[Challenge 1]
Write out the part of the BERT fine-tuning notebook between "This notebook reproduces" and "worry about details!", inclusive.
[Challenge 2]
In the BERT fine-tuning notebook, where do the models used for the fine-tuning come from?
[Challenge 3]
Please proceed with the BERT fine-tuning notebook, picking up right after its last line.

[Passage to read]
This notebook reproduces from scratch and without concerns the fine-tuning of BERT on the SQuAD v2 dataset for question answering tasks using the models uploaded on TensorFlow Hub. Just run the notebook and don't worry about details!



## Import libraries

In [0]:
!pip install bert-tensorflow

import bert
from bert import modeling
from bert import optimization
from bert import run_squad
from bert import tokenization
import collections
import datetime
import json
import math
import os
import random
import six
import tensorflow as tf
import tensorflow_hub as hub

## Set root folder

In [0]:
# if use_drive = False, upload SQuAD "train-v2.0.json" "dev-v2.0.json" on Colab
# if use_drive = True, upload those files in a folder named "BERT SQuAD" in your Google Drive

use_drive = True

if use_drive:
  from google.colab import drive
  drive.mount('/content/drive')
  root  = '/content/drive/My Drive/BERT SQuAD v2'
else:
  root = ''

## Function to read samples

In [0]:
def read_examples(input_file, is_training):
  """
  This function is an extension of run_squad.read_squad_examples to allow for input of external text files as paragraphs
  """

  with tf.gfile.Open(input_file, "r") as reader:
    input_data = json.load(reader)["data"]

  def is_whitespace(c):
    if c == " " or c == "\t" or c == "\r" or c == "\n" or ord(c) == 0x202F:
      return True
    return False

  examples = []
  for entry in input_data:
    for paragraph in entry["paragraphs"]:
      paragraph_text = paragraph["context"]
      if os.path.isfile(paragraph_text):
            with open(paragraph_text, "r", encoding="utf-8") as f:
                paragraph_text = f.read()
      doc_tokens = []
      char_to_word_offset = []
      prev_is_whitespace = True
      for c in paragraph_text:
        if is_whitespace(c):
          prev_is_whitespace = True
        else:
          if prev_is_whitespace:
            doc_tokens.append(c)
          else:
            doc_tokens[-1] += c
          prev_is_whitespace = False
        char_to_word_offset.append(len(doc_tokens) - 1)

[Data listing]
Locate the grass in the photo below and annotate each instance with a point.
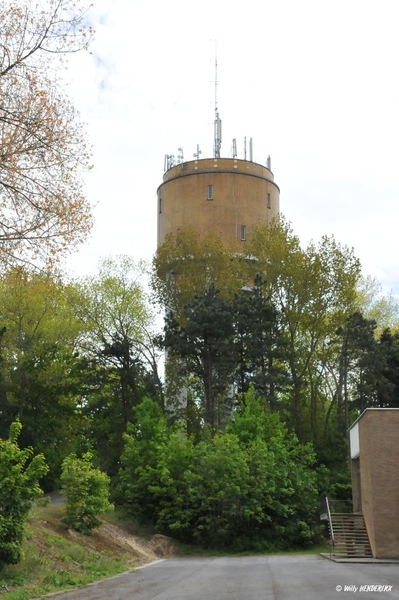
(54, 558)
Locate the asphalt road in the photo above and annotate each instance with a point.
(296, 577)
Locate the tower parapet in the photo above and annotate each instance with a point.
(225, 195)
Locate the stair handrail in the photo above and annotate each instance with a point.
(330, 525)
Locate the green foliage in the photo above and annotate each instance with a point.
(250, 486)
(39, 369)
(87, 493)
(20, 472)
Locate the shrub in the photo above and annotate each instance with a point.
(20, 472)
(87, 493)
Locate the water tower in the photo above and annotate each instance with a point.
(225, 195)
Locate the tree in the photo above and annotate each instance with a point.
(87, 493)
(314, 291)
(204, 343)
(120, 327)
(260, 352)
(20, 472)
(118, 351)
(43, 151)
(40, 371)
(250, 486)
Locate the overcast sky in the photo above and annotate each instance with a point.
(315, 83)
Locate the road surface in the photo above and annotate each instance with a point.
(283, 577)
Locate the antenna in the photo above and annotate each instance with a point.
(197, 154)
(218, 123)
(234, 148)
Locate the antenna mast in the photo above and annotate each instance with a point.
(218, 123)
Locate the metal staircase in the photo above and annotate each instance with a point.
(349, 535)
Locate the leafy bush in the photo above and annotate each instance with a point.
(250, 486)
(87, 493)
(20, 472)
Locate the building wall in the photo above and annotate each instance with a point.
(243, 194)
(379, 479)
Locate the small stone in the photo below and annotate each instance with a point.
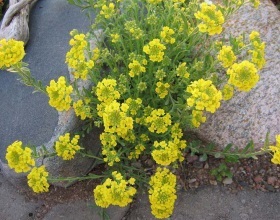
(198, 164)
(271, 180)
(227, 181)
(258, 179)
(191, 159)
(213, 182)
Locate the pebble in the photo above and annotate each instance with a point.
(213, 182)
(191, 159)
(227, 181)
(258, 179)
(271, 180)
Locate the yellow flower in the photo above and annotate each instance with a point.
(162, 193)
(211, 19)
(197, 118)
(116, 120)
(11, 52)
(256, 3)
(134, 105)
(162, 89)
(82, 109)
(108, 11)
(182, 70)
(106, 92)
(137, 151)
(37, 179)
(205, 96)
(59, 94)
(115, 192)
(227, 92)
(166, 35)
(76, 57)
(243, 75)
(133, 29)
(226, 56)
(165, 153)
(276, 151)
(19, 158)
(158, 121)
(67, 148)
(115, 38)
(136, 68)
(258, 52)
(155, 50)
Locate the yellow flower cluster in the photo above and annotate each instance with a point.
(19, 158)
(211, 19)
(82, 109)
(165, 153)
(227, 92)
(59, 94)
(133, 29)
(166, 35)
(109, 141)
(115, 38)
(154, 1)
(136, 68)
(182, 70)
(77, 57)
(226, 56)
(276, 151)
(114, 192)
(158, 121)
(67, 148)
(37, 179)
(106, 92)
(116, 120)
(197, 118)
(258, 52)
(108, 11)
(134, 105)
(162, 89)
(155, 50)
(11, 52)
(162, 193)
(205, 96)
(139, 148)
(243, 75)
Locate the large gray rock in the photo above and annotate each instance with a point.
(249, 116)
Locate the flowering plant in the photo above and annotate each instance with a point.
(154, 73)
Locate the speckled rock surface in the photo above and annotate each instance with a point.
(249, 116)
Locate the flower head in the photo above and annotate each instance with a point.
(67, 148)
(204, 96)
(19, 158)
(158, 121)
(162, 193)
(11, 52)
(106, 92)
(155, 50)
(117, 191)
(243, 75)
(226, 56)
(59, 94)
(37, 179)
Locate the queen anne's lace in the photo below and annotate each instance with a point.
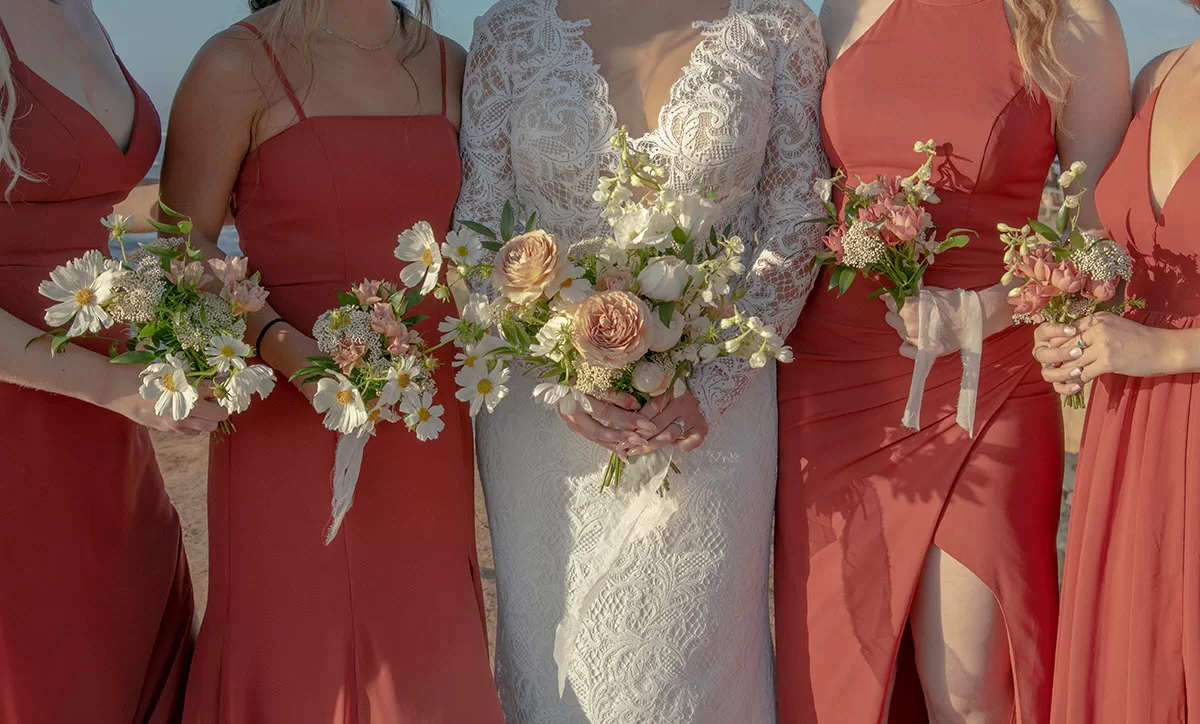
(681, 635)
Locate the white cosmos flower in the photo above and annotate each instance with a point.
(463, 247)
(227, 353)
(419, 245)
(480, 387)
(81, 287)
(255, 380)
(574, 287)
(341, 402)
(167, 381)
(478, 352)
(401, 381)
(423, 417)
(551, 393)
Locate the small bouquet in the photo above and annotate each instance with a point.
(1065, 274)
(376, 368)
(635, 312)
(886, 233)
(184, 325)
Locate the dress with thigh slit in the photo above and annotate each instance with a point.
(861, 498)
(385, 624)
(1129, 636)
(95, 594)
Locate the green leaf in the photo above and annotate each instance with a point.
(133, 358)
(666, 310)
(1045, 232)
(508, 219)
(168, 210)
(483, 231)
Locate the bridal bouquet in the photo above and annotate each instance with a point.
(376, 368)
(635, 312)
(1065, 274)
(885, 233)
(185, 325)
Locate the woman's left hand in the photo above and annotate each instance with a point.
(678, 422)
(1115, 345)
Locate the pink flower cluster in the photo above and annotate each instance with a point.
(1048, 279)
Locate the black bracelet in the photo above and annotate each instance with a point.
(258, 343)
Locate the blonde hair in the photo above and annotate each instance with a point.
(1036, 22)
(10, 156)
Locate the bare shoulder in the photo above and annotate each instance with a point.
(1153, 73)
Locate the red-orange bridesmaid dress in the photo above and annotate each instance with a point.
(861, 498)
(385, 624)
(95, 596)
(1129, 638)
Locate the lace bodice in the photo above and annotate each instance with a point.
(742, 118)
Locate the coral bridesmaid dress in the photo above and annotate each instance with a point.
(1129, 638)
(387, 623)
(95, 596)
(861, 498)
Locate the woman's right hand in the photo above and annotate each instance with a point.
(1054, 346)
(119, 393)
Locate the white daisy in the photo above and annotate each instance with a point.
(480, 387)
(227, 353)
(341, 402)
(167, 381)
(463, 247)
(401, 381)
(423, 417)
(256, 380)
(81, 287)
(419, 245)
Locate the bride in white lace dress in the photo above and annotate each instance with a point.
(679, 633)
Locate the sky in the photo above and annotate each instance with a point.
(157, 39)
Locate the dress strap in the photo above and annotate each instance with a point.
(442, 48)
(279, 69)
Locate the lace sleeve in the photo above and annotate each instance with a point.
(484, 141)
(778, 280)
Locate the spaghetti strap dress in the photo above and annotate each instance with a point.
(861, 500)
(95, 594)
(385, 624)
(1129, 636)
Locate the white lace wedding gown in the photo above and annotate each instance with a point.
(679, 633)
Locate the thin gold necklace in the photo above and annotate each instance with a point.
(395, 30)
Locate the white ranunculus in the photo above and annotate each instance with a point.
(419, 245)
(340, 400)
(664, 279)
(664, 337)
(652, 378)
(167, 381)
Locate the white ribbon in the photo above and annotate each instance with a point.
(347, 464)
(937, 323)
(646, 512)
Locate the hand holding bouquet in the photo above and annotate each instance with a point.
(377, 368)
(885, 233)
(634, 312)
(1065, 274)
(185, 325)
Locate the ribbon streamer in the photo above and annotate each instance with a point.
(935, 323)
(345, 478)
(647, 512)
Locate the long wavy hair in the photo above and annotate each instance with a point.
(1036, 25)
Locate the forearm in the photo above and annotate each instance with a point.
(75, 372)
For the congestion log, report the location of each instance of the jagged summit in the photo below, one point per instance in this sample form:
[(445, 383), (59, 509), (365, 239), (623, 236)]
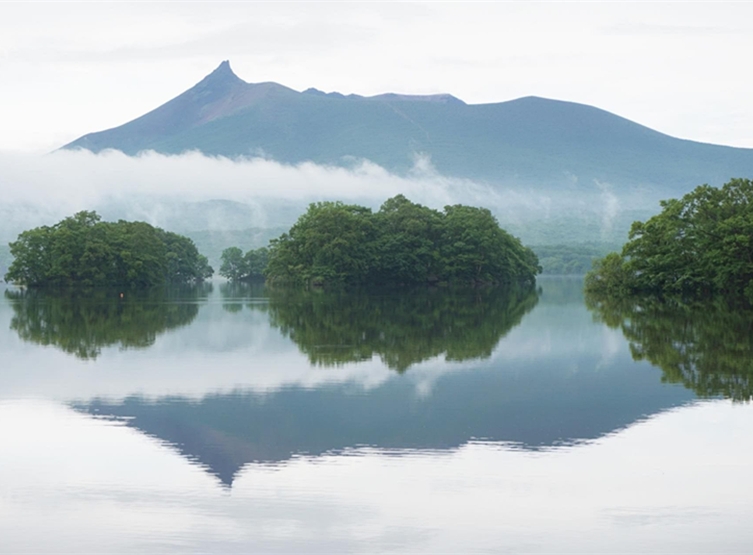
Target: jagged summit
[(223, 72)]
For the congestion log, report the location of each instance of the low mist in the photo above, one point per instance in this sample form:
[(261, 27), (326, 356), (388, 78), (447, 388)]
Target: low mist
[(197, 193)]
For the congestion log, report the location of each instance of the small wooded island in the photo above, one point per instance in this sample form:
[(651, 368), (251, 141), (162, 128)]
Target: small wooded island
[(402, 243), (332, 243), (82, 250), (698, 246)]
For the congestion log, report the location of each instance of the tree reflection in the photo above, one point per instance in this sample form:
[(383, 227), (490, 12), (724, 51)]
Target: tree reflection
[(707, 347), (403, 327), (83, 323)]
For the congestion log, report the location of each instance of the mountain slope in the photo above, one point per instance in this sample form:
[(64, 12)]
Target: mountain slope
[(529, 141)]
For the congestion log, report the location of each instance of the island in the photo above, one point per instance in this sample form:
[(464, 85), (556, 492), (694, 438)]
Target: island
[(83, 250), (403, 243), (697, 247)]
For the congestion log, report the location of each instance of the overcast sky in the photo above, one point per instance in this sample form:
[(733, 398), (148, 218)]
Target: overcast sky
[(682, 68)]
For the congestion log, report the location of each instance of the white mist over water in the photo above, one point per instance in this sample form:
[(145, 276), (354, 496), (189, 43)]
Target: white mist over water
[(42, 189)]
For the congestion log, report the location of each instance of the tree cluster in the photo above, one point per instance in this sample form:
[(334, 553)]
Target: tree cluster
[(699, 245), (237, 266), (402, 243), (84, 324), (82, 250)]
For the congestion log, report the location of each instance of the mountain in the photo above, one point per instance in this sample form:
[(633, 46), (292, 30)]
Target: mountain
[(531, 141)]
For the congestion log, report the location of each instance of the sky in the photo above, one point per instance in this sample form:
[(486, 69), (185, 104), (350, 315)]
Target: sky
[(69, 68)]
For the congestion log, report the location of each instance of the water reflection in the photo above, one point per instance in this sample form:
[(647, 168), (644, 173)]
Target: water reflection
[(707, 347), (82, 323), (401, 327)]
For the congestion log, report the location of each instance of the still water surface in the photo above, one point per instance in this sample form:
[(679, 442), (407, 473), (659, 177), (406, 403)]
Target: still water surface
[(235, 419)]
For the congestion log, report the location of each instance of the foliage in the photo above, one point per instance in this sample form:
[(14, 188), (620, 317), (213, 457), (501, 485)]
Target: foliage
[(699, 245), (403, 243), (707, 347), (83, 324), (83, 250), (401, 327), (239, 267), (570, 260)]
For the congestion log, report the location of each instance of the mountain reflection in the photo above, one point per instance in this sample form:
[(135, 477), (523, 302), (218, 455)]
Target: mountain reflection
[(83, 323), (403, 328), (707, 347)]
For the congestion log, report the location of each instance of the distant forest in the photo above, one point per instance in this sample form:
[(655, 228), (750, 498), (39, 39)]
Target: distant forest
[(403, 243)]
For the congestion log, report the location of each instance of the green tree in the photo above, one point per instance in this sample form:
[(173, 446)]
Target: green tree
[(82, 250), (699, 245), (403, 243), (233, 264)]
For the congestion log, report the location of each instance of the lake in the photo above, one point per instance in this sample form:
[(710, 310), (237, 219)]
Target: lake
[(227, 419)]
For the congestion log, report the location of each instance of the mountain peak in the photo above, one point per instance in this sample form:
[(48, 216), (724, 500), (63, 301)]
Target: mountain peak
[(223, 72)]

[Expected output 1]
This notebook reproduces from scratch and without concerns the fine-tuning of BERT on the SQuAD v2 dataset for question answering tasks using the models uploaded on TensorFlow Hub. Just run the notebook and don't worry about details!

[Expected output 2]
They are the models uploaded on TensorFlow Hub.

[Expected output 3]
      for qa in paragraph["qas"]:
        qas_id = qa["id"]
        question_text = qa["question"]
        start_position = None
        end_position = None
        orig_answer_text = None
        is_impossible = False
        if is_training:
          is_impossible = qa["is_impossible"]
          if (len(qa["answers"]) != 1) and (not is_impossible):
            raise ValueError(
                "For training, each question should have exactly 1 answer.")
          if not is_impossible:
            answer = qa["answers"][0]
            orig_answer_text = answer["text"]
            answer_offset = answer["answer_start"]
            answer_length = len(orig_answer_text)
            start_position = char_to_word_offset[answer_offset]
            end_position = char_to_word_offset[answer_offset + answer_length - 1]
            actual_text = " ".join(
                doc_tokens[start_position:(end_position + 1)])
            cleaned_answer_text = " ".join(
                tokenization.whitespace_tokenize(orig_answer_text))
            if actual_text.find(cleaned_answer_text) == -1:
              tf.logging.warning("Could not find answer: '%s' vs. '%s'",
                                 actual_text, cleaned_answer_text)
              continue
          else:
            start_position = -1
            end_position = -1
            orig_answer_text = ""

        example = run_squad.SquadExample(
            qas_id=qas_id,
            question_text=question_text,
            doc_tokens=doc_tokens,
            orig_answer_text=orig_answer_text,
            start_position=start_position,
            end_position=end_position,
            is_impossible=is_impossible)
        examples.append(example)

  return examples

## Settings and model parameters


In [0]:
# BERT-large

# bert_model_hub = 'https://tfhub.dev/google/bert_uncased_L-24_H-1024_A-16/1'

# BERT-small

bert_model_hub = 'https://tfhub.dev/google/bert_uncased_L-12_H-768_A-12/1'

output_dir = 'output'
do_delete = True # whether do delete the content of output folder if it already exists
input_file = os.path.join(root, 'train-v2.0.json')

batch_size = 32
predict_batch_size = 8
learning_rate = 5e-5
num_train_epochs = 3.0
warmup_proportion = 0.1

max_seq_length = 128
max_query_length = 64
max_answer_length = 30

doc_stride = 128 # stride of the window sliding through the length of the document
null_score_diff_threshold = 0.0 # threshold on the difference (null_score - best_non_null) over which to predict null
n_best_size = 3 # number of n-best predictions to generate in the nbest_predictions.json output file

tf.logging.set_verbosity(tf.logging.WARN) # set TF verbosity

save_checkpoints_steps = 1000
save_summary_steps = 100

In [0]:
train_examples = read_examples(input_file=input_file, is_training=True)

# compute training steps

num_train_steps = int(len(train_examples) / batch_size * num_train_epochs)
num_warmup_steps = int(num_train_steps * warmup_proportion)

del train_examples

## Create output folder

In [0]:
if do_delete:
  try:
    tf.gfile.DeleteRecursively(output_dir)
  except:
    pass
tf.gfile.MakeDirs(output_dir)

## Create BERT tokenizer

In [0]:
def create_tokenizer_from_hub_module():
  """
  Get the vocab file and casing info from the Hub module
  """
  
  with tf.Graph().as_default():
    bert_module = hub.Module(bert_model_hub)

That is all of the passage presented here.